### Source data
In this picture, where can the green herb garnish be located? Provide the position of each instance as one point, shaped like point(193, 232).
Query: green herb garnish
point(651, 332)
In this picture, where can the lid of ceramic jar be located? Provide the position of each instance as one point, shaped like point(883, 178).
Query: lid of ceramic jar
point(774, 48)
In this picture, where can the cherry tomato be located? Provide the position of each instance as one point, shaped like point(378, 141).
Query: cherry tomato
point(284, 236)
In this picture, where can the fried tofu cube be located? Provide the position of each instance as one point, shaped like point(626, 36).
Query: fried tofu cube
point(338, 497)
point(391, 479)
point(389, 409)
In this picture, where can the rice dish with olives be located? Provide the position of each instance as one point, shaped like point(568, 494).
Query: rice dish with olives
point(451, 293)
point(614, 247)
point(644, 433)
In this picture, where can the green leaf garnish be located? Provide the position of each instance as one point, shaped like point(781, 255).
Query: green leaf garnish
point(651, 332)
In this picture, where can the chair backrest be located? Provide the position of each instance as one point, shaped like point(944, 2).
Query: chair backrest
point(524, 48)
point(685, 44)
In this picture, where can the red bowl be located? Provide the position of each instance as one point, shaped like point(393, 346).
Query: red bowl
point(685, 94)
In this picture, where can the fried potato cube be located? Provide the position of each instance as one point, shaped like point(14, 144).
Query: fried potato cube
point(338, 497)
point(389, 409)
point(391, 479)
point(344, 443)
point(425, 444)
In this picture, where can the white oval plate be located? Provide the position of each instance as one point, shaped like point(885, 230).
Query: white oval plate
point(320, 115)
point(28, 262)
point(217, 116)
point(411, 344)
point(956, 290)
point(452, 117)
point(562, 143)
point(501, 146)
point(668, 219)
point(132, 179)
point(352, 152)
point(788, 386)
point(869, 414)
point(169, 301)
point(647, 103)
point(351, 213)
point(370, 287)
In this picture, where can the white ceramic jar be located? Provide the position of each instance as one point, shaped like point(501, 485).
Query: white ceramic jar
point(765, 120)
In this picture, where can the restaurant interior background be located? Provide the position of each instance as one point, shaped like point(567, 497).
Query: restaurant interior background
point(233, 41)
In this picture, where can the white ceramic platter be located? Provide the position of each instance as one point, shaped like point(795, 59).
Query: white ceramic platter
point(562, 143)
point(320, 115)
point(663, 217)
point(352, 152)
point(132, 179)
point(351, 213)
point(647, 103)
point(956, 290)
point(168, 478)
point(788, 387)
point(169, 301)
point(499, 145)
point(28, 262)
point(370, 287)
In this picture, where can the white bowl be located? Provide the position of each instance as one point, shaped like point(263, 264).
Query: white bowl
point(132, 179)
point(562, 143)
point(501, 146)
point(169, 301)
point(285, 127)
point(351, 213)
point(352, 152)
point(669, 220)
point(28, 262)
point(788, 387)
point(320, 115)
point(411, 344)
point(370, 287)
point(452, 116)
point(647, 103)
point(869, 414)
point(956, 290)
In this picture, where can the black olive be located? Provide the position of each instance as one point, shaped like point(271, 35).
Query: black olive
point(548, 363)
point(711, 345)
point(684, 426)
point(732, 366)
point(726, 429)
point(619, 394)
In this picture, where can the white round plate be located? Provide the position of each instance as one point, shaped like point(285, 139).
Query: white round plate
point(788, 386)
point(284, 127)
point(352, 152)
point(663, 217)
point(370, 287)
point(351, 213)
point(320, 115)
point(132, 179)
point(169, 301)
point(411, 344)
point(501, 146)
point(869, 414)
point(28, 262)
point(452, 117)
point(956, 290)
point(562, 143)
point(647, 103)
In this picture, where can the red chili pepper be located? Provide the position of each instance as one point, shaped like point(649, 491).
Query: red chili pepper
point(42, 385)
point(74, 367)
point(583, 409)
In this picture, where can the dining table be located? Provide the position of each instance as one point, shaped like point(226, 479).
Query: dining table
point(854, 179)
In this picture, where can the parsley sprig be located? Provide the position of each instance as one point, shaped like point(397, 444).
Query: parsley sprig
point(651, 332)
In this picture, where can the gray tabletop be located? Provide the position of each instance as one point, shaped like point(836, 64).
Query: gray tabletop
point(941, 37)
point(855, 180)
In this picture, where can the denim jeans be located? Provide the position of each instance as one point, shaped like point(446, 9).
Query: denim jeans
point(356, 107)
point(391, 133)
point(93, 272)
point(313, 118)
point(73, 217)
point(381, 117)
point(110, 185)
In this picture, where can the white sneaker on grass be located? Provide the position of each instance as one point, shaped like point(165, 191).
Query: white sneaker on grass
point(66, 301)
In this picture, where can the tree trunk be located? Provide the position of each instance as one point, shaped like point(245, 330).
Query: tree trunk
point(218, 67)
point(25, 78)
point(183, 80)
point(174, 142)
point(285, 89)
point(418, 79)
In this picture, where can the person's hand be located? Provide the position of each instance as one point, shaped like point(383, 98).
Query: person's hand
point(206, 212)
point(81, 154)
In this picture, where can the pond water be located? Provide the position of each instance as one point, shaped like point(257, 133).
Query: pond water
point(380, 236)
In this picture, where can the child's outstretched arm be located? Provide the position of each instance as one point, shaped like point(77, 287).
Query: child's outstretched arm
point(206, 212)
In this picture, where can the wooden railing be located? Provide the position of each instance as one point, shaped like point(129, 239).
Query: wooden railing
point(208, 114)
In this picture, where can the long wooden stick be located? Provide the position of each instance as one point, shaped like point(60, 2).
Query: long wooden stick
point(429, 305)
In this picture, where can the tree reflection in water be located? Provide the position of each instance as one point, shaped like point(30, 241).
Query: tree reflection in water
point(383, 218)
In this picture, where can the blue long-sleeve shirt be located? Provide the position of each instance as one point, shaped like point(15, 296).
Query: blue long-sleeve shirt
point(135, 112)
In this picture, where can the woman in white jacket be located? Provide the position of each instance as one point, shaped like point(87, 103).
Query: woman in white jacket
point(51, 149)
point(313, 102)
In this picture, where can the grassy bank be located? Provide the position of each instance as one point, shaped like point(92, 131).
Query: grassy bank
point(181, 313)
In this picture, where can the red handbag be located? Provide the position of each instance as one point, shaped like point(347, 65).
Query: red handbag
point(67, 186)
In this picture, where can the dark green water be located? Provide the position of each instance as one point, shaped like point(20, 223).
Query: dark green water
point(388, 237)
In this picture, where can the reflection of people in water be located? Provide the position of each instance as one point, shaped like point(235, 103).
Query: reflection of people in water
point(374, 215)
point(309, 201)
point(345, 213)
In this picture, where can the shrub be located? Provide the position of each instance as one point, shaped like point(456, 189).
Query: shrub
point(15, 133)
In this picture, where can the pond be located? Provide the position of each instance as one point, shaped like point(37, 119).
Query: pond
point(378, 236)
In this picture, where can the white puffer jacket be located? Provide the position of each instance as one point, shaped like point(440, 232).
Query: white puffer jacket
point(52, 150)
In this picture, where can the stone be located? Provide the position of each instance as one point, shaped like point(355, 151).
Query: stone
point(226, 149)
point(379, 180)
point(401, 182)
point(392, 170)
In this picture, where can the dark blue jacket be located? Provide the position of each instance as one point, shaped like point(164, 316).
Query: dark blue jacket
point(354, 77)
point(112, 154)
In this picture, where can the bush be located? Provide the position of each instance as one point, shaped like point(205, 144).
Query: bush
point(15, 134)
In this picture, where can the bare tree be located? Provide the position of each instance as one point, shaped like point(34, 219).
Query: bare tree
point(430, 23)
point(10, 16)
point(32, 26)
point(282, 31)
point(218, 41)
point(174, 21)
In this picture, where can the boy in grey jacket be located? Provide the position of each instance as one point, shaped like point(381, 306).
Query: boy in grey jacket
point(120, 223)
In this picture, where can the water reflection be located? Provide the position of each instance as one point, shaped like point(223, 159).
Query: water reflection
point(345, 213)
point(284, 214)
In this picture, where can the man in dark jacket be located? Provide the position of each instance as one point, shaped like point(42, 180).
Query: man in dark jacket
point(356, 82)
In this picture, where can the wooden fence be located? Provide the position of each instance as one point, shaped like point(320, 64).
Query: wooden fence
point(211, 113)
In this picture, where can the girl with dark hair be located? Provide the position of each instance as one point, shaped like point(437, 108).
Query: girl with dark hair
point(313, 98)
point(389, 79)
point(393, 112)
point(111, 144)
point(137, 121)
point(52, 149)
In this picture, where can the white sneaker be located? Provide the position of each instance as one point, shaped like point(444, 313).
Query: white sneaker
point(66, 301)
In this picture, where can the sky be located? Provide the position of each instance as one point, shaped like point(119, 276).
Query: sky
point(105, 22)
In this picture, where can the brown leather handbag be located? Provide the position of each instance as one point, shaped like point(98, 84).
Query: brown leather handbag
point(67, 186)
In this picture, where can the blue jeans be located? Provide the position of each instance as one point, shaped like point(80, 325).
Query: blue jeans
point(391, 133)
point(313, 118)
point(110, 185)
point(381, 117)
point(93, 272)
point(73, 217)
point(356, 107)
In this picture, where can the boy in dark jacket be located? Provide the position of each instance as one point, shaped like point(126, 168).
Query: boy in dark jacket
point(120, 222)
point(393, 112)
---
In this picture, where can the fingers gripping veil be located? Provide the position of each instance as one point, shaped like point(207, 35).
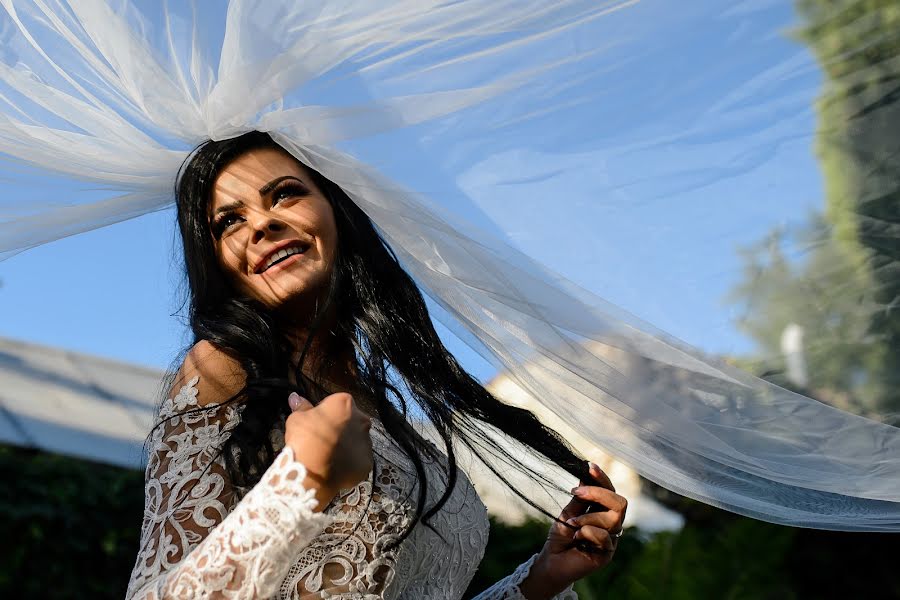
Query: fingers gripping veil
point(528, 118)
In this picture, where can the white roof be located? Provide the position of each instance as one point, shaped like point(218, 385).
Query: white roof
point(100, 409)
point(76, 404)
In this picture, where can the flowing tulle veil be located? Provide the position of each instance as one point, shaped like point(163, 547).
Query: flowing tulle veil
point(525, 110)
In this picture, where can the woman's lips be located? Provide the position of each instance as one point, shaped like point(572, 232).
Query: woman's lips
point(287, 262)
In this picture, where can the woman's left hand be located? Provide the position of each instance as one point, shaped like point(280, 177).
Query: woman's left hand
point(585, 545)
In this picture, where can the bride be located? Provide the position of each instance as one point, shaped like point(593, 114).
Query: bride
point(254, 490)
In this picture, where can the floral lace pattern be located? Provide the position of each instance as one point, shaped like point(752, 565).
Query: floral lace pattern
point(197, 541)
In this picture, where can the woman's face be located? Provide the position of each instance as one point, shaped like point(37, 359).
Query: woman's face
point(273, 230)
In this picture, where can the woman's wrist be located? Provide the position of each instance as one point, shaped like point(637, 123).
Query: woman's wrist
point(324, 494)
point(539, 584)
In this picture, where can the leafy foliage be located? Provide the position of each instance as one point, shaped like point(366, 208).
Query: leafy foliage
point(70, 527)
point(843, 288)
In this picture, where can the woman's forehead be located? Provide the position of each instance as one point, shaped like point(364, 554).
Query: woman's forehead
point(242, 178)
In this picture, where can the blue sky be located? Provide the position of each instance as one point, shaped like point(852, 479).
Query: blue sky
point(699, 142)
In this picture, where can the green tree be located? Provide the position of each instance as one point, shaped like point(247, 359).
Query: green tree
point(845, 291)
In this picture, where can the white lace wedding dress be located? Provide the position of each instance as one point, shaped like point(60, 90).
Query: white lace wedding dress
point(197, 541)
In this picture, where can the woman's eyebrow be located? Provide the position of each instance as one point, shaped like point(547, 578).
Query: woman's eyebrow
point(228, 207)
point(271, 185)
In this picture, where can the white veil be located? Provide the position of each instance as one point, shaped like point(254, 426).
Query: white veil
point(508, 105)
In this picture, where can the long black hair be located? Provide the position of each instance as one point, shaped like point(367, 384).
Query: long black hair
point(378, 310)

### Activity
Could you repeat exactly the lines in the listing above from the one with "Query: gray tabletop" down to the one with "In this picture, where can the pond water"? Include both of those lines.

### Reply to the exercise
Query: gray tabletop
point(941, 37)
point(855, 180)
In this picture, where can the denim jeans be located? Provide the position of each instance as one point, shaped like point(446, 9).
Query: denim jeans
point(356, 107)
point(391, 133)
point(93, 272)
point(313, 118)
point(73, 217)
point(381, 117)
point(110, 185)
In this picture, where can the white sneaker on grass be located? Provide the position of each instance as one point, shaped like point(165, 191).
Query: white sneaker on grass
point(66, 301)
In this picture, where can the tree trunk be located? Provide the position of each instance as one point, shaped like point(245, 330).
Query: tree trunk
point(218, 67)
point(25, 78)
point(183, 80)
point(174, 142)
point(285, 89)
point(418, 79)
In this picture, where can the person's hand be located? Provide the position of each instance as one point, shaped like point(383, 98).
Query: person's hand
point(206, 212)
point(81, 154)
In this picture, where can the pond water be located? Provide the position of each instance as one point, shaped like point(257, 133).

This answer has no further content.